(MATERIAL PROVIDED)
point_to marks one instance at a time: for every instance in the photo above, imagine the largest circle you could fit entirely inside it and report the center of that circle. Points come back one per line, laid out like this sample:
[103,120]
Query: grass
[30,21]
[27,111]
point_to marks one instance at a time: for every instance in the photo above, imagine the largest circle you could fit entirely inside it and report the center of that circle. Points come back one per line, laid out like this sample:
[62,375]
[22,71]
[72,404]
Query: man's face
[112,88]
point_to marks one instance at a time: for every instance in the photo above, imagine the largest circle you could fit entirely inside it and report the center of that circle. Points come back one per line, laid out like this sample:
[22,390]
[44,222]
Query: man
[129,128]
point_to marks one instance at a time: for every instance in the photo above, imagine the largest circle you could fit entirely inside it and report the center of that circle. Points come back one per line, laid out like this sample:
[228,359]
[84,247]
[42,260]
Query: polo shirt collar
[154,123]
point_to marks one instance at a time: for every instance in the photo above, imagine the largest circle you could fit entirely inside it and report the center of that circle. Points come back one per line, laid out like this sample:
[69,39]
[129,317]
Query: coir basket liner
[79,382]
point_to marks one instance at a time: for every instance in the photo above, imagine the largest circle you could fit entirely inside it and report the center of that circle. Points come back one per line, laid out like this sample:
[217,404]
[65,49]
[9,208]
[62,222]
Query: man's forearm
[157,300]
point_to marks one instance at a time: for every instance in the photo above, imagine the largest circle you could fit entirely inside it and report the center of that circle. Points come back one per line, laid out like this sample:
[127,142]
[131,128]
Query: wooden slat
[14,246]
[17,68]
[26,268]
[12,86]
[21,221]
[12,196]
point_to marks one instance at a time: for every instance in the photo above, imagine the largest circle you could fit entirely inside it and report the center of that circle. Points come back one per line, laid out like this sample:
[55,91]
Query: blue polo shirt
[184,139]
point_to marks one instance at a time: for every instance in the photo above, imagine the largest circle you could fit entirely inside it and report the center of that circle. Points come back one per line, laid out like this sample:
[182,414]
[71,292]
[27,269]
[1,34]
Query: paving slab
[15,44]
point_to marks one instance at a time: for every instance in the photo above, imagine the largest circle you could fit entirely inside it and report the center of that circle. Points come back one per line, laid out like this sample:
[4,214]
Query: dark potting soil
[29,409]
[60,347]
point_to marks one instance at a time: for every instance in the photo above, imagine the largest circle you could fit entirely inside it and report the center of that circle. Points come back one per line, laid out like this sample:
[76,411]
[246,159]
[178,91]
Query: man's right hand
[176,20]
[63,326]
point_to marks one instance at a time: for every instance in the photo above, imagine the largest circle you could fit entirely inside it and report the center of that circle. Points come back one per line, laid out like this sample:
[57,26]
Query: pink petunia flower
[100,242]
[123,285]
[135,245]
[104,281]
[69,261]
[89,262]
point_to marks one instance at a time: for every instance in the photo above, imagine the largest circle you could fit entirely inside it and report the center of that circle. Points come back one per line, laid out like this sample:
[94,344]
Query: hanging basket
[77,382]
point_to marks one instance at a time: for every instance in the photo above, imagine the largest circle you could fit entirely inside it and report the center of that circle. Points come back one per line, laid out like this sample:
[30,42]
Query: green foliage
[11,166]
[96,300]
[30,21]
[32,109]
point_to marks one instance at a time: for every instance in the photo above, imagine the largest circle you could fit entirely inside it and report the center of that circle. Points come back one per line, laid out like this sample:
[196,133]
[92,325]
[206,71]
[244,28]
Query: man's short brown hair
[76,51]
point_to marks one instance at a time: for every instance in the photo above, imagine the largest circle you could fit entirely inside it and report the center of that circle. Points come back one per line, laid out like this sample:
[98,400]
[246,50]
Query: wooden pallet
(End MATERIAL PROVIDED)
YOUR ASSIGNMENT
Line by line, set the records above down again exactly.

OUTPUT BELOW
point_to marks one instance at a time: for every instance in the photo above, imagine the largest circle you could fit entirely inside it and report the center of that circle. Points come back one per line, laid out like this sample:
[103,120]
Query: grass
[30,21]
[27,111]
point_to marks one instance at a time: for every instance in the photo above, imagine the largest circle you could fit entirely inside it and report the center of that circle. Points come back one per line, laid out like this sample:
[62,375]
[22,71]
[72,404]
Query: man's face
[112,88]
point_to marks one instance at a time: for every instance in the photo above, imagine the largest circle you could fit entirely inside it and report the center of that circle. Points come back one per line, laid out like this sample:
[22,390]
[44,222]
Query: man
[129,128]
point_to marks one instance at a time: for every instance in the photo above, imagine the largest circle you could fit entirely inside it and report the center of that circle. Points come back one per line, laid out like this sample:
[228,359]
[84,247]
[42,260]
Query: polo shirt collar
[154,123]
point_to marks one instance at a time: for every instance in the photo above, imagine the largest circle you could fit entirely inside it and report the center of that circle. Points come back one per line, laid out like this sample:
[69,39]
[129,317]
Query: coir basket liner
[79,382]
point_to marks one instance at a time: for every instance in the photo above, imagine the largest circle you could fit entirely inside it and report the center of that circle. Points come back one per line, laid out like this sample:
[217,404]
[65,49]
[9,208]
[62,222]
Query: man's forearm
[157,300]
point_to marks one instance at a time: for every instance in the photo above, imagine the largest circle you could fit entirely inside it and report the center of that circle. Points come back one per line, laid out like this sample:
[127,142]
[131,128]
Query: wooden slat
[14,246]
[17,68]
[26,268]
[12,86]
[21,221]
[12,196]
point_to marks one instance at a time: for every instance in the photo above, imagine the largest circle you could fit entirely inside it and report the center of that circle. Points come back one per line, laid out like this sample:
[55,91]
Query: blue polo shirt
[184,139]
point_to marks one instance at a time: for every instance in the photo above, imagine the largest circle you could fit entirely inside it and report the center of that circle. Points come back one per line, laid out like this sample:
[182,414]
[71,292]
[27,269]
[1,34]
Query: paving slab
[15,44]
point_to marks one instance at a time: for every instance in the photo above, imagine the largest circle you could fit entirely inside it and report the center of that circle. Points come back one per line, laid out like this sample:
[4,214]
Query: dark potting soil
[29,409]
[60,347]
point_to marks one instance at a time: for every instance in the photo above, imagine the largest circle you could fit entirely inside it and report the center of that circle. Points come back one per line, laid out like this sample:
[76,411]
[246,159]
[178,91]
Query: man's right hand
[176,20]
[63,326]
point_to marks one instance at a time: for every instance in the photo above, imagine the largest circle you could fit entirely inside it and report the center of that circle. Points come back one per line, laid out like this sample:
[57,26]
Query: pink petunia flower
[100,242]
[123,285]
[135,245]
[104,281]
[69,261]
[89,262]
point_to marks one instance at a time: for every instance in the photo above, imagine the largest circle you could fit entirely inside it and report the center of that circle. Points come back one per line, laid out like this sample:
[94,344]
Query: hanging basket
[77,382]
point_to marks one instance at a time: for every instance in the photo above, imagine the largest circle you could fit entirely inside it and report the center of that circle. Points come back one per line, laid out like this sample:
[30,42]
Query: green foliage
[11,166]
[96,300]
[30,21]
[32,109]
point_to marks one instance at a time: for every instance in the photo above, imagine the largest circle you could fit entirely inside it and report the center of that circle. Points come back one per line, laid out like this sample:
[196,133]
[92,325]
[206,71]
[244,28]
Query: man's short brown hair
[76,51]
point_to marks one instance at a time: for every instance in the photo above, imagine the largest circle you could fit entirely inside it and report the center of that circle. Points come back one per line, laid out like this sample:
[98,400]
[246,50]
Query: wooden pallet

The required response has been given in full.